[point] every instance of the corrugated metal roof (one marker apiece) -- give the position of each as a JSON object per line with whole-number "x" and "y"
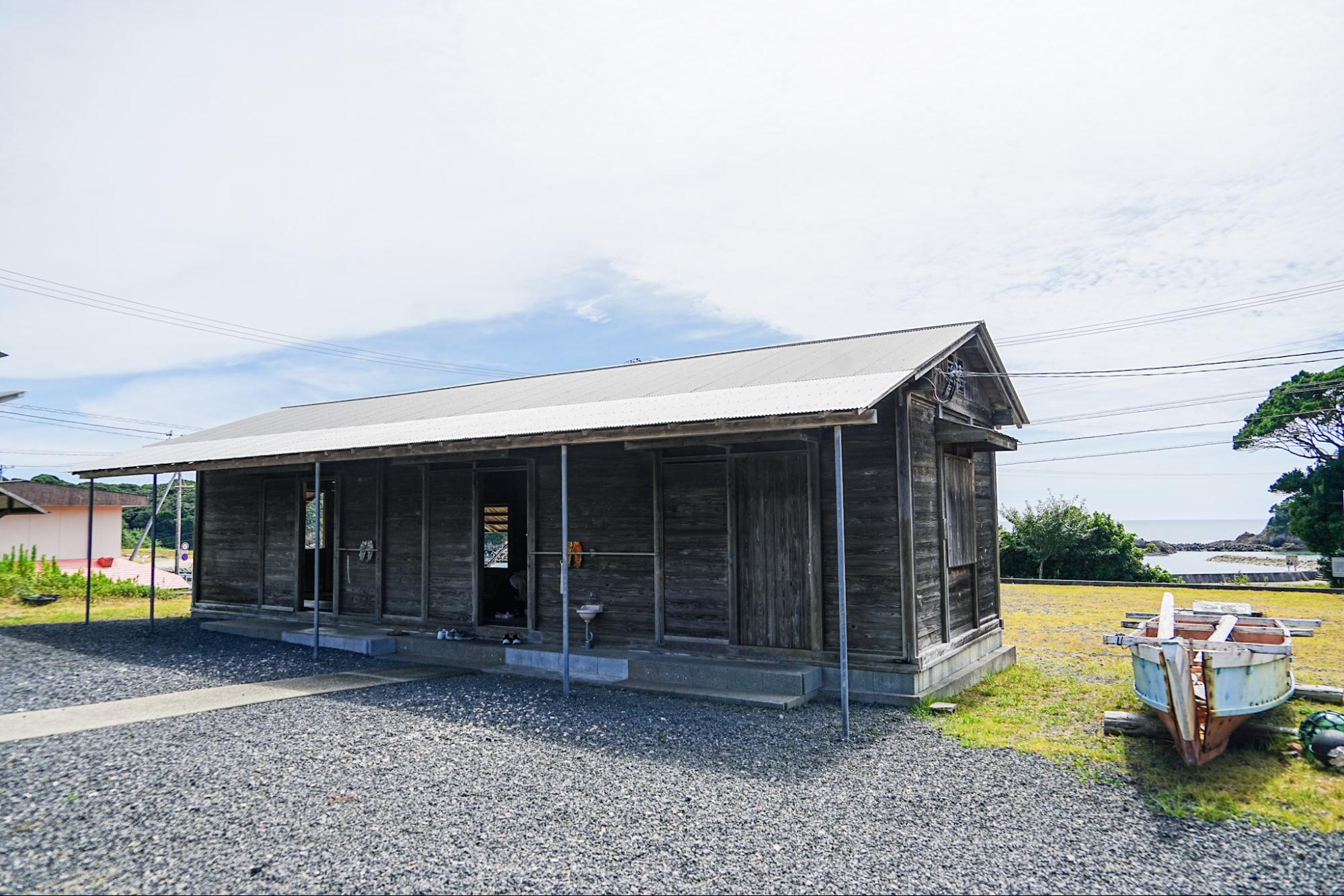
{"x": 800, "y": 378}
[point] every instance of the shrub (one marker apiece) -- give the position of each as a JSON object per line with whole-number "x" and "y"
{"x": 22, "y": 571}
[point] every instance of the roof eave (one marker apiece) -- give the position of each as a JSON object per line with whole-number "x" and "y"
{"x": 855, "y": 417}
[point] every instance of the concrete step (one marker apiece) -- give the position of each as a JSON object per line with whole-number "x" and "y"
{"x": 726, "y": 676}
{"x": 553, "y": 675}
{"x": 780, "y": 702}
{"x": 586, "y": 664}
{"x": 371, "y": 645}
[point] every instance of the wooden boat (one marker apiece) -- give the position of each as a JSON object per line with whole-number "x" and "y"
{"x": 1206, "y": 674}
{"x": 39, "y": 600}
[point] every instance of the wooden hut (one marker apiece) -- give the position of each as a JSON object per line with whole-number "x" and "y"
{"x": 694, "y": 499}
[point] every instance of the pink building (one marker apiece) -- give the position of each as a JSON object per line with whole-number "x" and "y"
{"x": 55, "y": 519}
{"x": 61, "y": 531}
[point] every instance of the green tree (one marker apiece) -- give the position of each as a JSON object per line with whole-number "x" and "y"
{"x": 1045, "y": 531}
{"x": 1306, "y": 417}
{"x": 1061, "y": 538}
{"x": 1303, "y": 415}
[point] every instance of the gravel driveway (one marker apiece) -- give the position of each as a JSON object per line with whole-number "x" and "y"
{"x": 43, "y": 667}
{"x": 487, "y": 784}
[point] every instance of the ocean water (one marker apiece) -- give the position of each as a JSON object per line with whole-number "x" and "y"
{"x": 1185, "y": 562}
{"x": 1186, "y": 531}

*****

Problem:
Change "whole-number" to "integer" throughout the items above and write them out again with nothing else altered, omitting the pictures.

Output of the exercise:
[point] every instance of the corrugated metal roof (one marker apiece) -- give the position of each as a JSON object per line with integer "x" and "y"
{"x": 800, "y": 378}
[point] every instance of the shrub (one marker apiece) -- give the position of each as a JSON object per line with integer "x" and "y"
{"x": 22, "y": 571}
[point] every instance of the roof eave (one marker apiece) -- give the position of each as a JSON object per line with integer "x" and "y"
{"x": 855, "y": 417}
[point] every instance of the concrete step (one marker apiece) -- give the position of each as a JSON object per line with integer "x" and "y"
{"x": 726, "y": 676}
{"x": 553, "y": 675}
{"x": 780, "y": 702}
{"x": 586, "y": 664}
{"x": 371, "y": 645}
[point] every instance of the wooden boat (one marker apiece) -- give the position of each as a JSON object per line with integer "x" and "y"
{"x": 1206, "y": 674}
{"x": 39, "y": 600}
[point] every instance of the wooden hut (one marker apiece) -- give the position of each as a JSON object per line with integer "x" and "y"
{"x": 694, "y": 499}
[point] every instance of the pink building (one marker apiece) -- give the position of each as a JSON object per line with integer "x" and "y"
{"x": 55, "y": 519}
{"x": 61, "y": 531}
[point] every instance of the green tree (one marker apiece) -- give the position of each as a JSON object per line with integer "x" and "y"
{"x": 1045, "y": 531}
{"x": 1306, "y": 417}
{"x": 1061, "y": 538}
{"x": 1303, "y": 415}
[point] every instance of the gravel driveway (one marker apiece) -- give the position of each as a JSON object per line with integer "x" and "y"
{"x": 43, "y": 667}
{"x": 487, "y": 784}
[point] every instance of the ocean water (one marker apiece) -- give the position of each as a JSON object per line with integer "x" and "y"
{"x": 1185, "y": 562}
{"x": 1186, "y": 531}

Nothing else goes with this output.